WHAT YOU ARE ASKED TO DO:
Render every line of the material below as a numbered list, omitting blank lines and leaving out the pictures.

Extracted data entries
## Begin

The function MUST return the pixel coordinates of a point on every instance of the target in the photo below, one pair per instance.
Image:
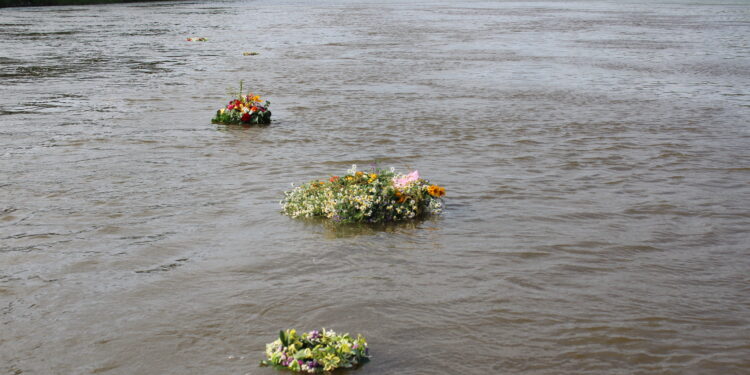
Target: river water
(596, 156)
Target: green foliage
(376, 197)
(245, 109)
(315, 351)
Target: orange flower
(436, 191)
(401, 197)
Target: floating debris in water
(316, 351)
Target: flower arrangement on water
(245, 109)
(315, 351)
(375, 197)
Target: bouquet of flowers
(375, 197)
(315, 351)
(245, 109)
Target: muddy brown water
(596, 156)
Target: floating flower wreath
(375, 197)
(315, 351)
(245, 109)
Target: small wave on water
(594, 154)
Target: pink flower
(400, 182)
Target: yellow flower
(436, 191)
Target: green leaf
(282, 337)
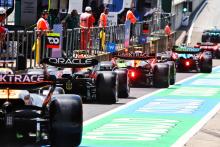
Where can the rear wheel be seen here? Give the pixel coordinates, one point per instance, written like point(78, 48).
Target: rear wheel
point(161, 75)
point(172, 72)
point(206, 66)
point(66, 120)
point(123, 83)
point(106, 87)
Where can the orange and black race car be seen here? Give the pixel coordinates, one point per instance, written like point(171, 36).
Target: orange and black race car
point(214, 48)
point(34, 110)
point(92, 84)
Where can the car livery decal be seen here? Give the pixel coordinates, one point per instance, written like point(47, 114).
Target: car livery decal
point(161, 119)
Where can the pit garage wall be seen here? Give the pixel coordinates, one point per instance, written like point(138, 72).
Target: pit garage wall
point(177, 9)
point(196, 4)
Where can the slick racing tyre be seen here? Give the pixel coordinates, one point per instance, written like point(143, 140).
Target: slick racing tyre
point(66, 118)
point(123, 83)
point(107, 87)
point(205, 37)
point(172, 72)
point(161, 75)
point(205, 63)
point(217, 53)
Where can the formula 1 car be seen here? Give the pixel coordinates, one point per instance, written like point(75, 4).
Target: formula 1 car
point(39, 118)
point(104, 86)
point(214, 48)
point(212, 35)
point(189, 58)
point(147, 70)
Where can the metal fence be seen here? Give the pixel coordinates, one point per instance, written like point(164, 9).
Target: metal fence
point(90, 42)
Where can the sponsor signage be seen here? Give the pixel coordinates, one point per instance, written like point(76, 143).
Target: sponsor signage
point(21, 78)
point(134, 55)
point(111, 47)
point(187, 49)
point(53, 40)
point(72, 63)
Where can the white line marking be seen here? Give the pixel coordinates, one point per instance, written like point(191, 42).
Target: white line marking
point(87, 122)
point(132, 129)
point(193, 22)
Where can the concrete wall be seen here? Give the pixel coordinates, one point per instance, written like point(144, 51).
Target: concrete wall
point(196, 3)
point(177, 9)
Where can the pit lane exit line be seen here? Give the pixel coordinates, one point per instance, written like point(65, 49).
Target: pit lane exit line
point(155, 119)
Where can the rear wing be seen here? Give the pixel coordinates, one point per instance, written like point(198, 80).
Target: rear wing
point(4, 63)
point(25, 82)
point(134, 56)
point(70, 63)
point(207, 46)
point(186, 50)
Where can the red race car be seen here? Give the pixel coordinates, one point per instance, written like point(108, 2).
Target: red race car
point(214, 48)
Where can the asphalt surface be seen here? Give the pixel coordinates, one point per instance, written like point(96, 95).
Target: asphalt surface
point(92, 110)
point(209, 135)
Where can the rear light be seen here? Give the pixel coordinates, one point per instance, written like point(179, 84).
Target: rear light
point(174, 56)
point(132, 74)
point(187, 63)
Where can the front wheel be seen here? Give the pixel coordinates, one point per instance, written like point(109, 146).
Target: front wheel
point(66, 120)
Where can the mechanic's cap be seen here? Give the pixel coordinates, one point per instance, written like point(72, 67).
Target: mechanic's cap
point(88, 9)
point(44, 12)
point(2, 11)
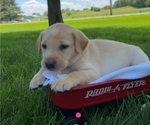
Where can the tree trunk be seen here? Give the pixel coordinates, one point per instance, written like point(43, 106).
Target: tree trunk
point(110, 7)
point(54, 12)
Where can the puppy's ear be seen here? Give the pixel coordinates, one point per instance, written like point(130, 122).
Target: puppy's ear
point(38, 43)
point(80, 40)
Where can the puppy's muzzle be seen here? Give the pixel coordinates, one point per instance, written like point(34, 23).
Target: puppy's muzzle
point(50, 65)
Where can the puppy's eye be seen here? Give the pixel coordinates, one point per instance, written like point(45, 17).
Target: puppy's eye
point(44, 46)
point(63, 47)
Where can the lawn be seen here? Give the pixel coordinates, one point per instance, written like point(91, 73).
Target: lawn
point(20, 61)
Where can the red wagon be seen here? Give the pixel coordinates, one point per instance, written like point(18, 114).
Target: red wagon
point(98, 93)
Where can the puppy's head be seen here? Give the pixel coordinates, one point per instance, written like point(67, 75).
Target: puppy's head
point(61, 46)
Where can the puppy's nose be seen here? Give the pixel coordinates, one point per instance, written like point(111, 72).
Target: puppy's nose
point(50, 65)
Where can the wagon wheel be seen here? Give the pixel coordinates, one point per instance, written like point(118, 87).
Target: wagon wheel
point(72, 120)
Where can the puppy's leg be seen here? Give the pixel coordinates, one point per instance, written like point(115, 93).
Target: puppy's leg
point(73, 79)
point(138, 56)
point(37, 80)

## End

TASK OUTPUT:
1. The function MUST return the pixel coordinates of a point on every instance of the target in the photo below, one pair per instance.
2. Image:
3. Target: river water
4. (596, 156)
5. Target: green foliage
6. (376, 197)
7. (245, 109)
8. (315, 351)
9. Target: orange flower
10. (436, 191)
11. (401, 197)
12. Target: floating debris in water
13. (316, 351)
14. Target: flower arrangement on water
15. (245, 109)
16. (315, 351)
17. (375, 197)
18. Target: bouquet of flowers
19. (375, 197)
20. (315, 351)
21. (245, 109)
22. Target: muddy brown water
23. (596, 156)
24. Target: floating flower wreath
25. (375, 197)
26. (315, 351)
27. (245, 109)
28. Target: small wave on water
29. (594, 154)
30. Target: pink flower
31. (400, 182)
32. Target: yellow flower
33. (436, 191)
34. Target: green leaf
35. (282, 337)
36. Where can the rear wheel be seen here? Give the pixel coordinates, one point per instance, written like point(78, 48).
37. Target: rear wheel
38. point(161, 75)
39. point(172, 72)
40. point(206, 66)
41. point(66, 120)
42. point(123, 83)
43. point(106, 87)
44. Where can the orange and black race car be seen here? Give the pixel coordinates, one point per instance, written like point(171, 36).
45. Target: orange and black race car
46. point(214, 48)
47. point(34, 110)
48. point(92, 84)
49. Where can the car livery decal be seen here? Give the pixel coordinates, one point per instance, written like point(47, 114).
50. Target: car livery decal
51. point(161, 119)
52. Where can the pit garage wall be seen here? Give the pixel coordinates, one point per instance, written like point(138, 72).
53. Target: pit garage wall
54. point(177, 9)
55. point(196, 4)
56. Where can the slick racing tyre be seen here? Give the pixel coordinates, one point per instance, written like point(143, 140).
57. Target: slick racing tyre
58. point(66, 118)
59. point(123, 83)
60. point(107, 87)
61. point(205, 37)
62. point(172, 72)
63. point(161, 75)
64. point(205, 63)
65. point(217, 53)
66. Where can the formula 1 car be seen here? Give the pixel coordinates, one point per instance, written like point(75, 4).
67. Target: formula 1 car
68. point(39, 118)
69. point(104, 86)
70. point(214, 48)
71. point(212, 35)
72. point(189, 58)
73. point(147, 70)
74. Where can the metal fence be seen here? Give the pixel coordinates, one point per instance, written like point(164, 9).
75. Target: metal fence
76. point(90, 42)
77. Where can the sponsor signage be seen here? Give the pixel coordinates, one point per instance, written like point(76, 143).
78. Target: sponsor signage
79. point(21, 78)
80. point(134, 55)
81. point(111, 47)
82. point(187, 49)
83. point(53, 40)
84. point(72, 63)
85. Where can the white line marking be seen here? Give the pixel coordinates, one point per instance, written like point(191, 42).
86. Target: white line marking
87. point(87, 122)
88. point(132, 129)
89. point(193, 22)
90. Where can the concrete wall be seen here? Give the pixel coordinates, one point per instance, written like point(144, 51).
91. Target: concrete wall
92. point(196, 3)
93. point(177, 9)
94. Where can the pit lane exit line be seen here? Give the pixel coordinates, one point per instance, written like point(65, 49).
95. Target: pit lane exit line
96. point(155, 119)
97. Where can the rear wing be seen here? Give the pixel coordinates, one point per instance, written like point(198, 80).
98. Target: rear wing
99. point(4, 63)
100. point(25, 82)
101. point(134, 56)
102. point(70, 63)
103. point(207, 46)
104. point(186, 50)
105. Where can the red race car be seen here? Give the pixel coordinates, one point per instance, written like point(108, 2).
106. Target: red race car
107. point(214, 48)
108. Where can the asphalt surface be seen here? Give the pixel coordinates, one point per instance, written like point(96, 95).
109. Target: asphalt surface
110. point(92, 110)
111. point(209, 135)
112. Where can the rear light be seen here? Give the pixel coordinates, one point per instance, written like point(179, 84).
113. Target: rear light
114. point(174, 56)
115. point(132, 74)
116. point(187, 63)
117. Where can the front wheel be seen here? Give the pixel coordinates, one point per instance, written like point(109, 146).
118. Target: front wheel
119. point(66, 120)
120. Where can the mechanic's cap be seen here? Give the pixel coordinates, one point per instance, written like point(72, 67).
121. Target: mechanic's cap
122. point(88, 9)
123. point(44, 12)
124. point(2, 11)
125. Where can the tree trunk be seen here? Give the pixel coordinates, one point per instance, written like point(43, 106).
126. Target: tree trunk
127. point(110, 7)
128. point(54, 12)
129. Where can the puppy's ear be seen here? Give the pixel coordinates, one point per instance, written like point(130, 122).
130. Target: puppy's ear
131. point(38, 43)
132. point(80, 40)
133. Where can the puppy's muzzle be seen here? Give the pixel coordinates, one point per instance, written like point(34, 23).
134. Target: puppy's muzzle
135. point(50, 65)
136. Where can the puppy's eye be seen here? Give the pixel coordinates, one point per instance, written like point(45, 17).
137. Target: puppy's eye
138. point(44, 46)
139. point(63, 47)
140. Where can the lawn be seen here? Give the pixel coordinates, one point per instance, written like point(91, 73).
141. Target: lawn
142. point(20, 61)
143. Where can the red wagon be seen here? Give the pixel coordinates, one point per instance, written like point(18, 114).
144. Target: red wagon
145. point(98, 93)
146. Where can the puppy's head be seen here? Give the pixel coordinates, one point per instance, written like point(67, 75).
147. Target: puppy's head
148. point(61, 46)
149. Where can the puppy's nose be seen here? Give the pixel coordinates, one point per instance, written like point(111, 72).
150. Target: puppy's nose
151. point(50, 65)
152. Where can the wagon wheel be seen here? Give the pixel coordinates, one point per instance, written like point(118, 87).
153. Target: wagon wheel
154. point(72, 120)
155. Where can the puppy's leg be seen here? Give the pixel coordinates, one point per instance, written like point(115, 93).
156. Target: puppy's leg
157. point(73, 79)
158. point(138, 56)
159. point(37, 80)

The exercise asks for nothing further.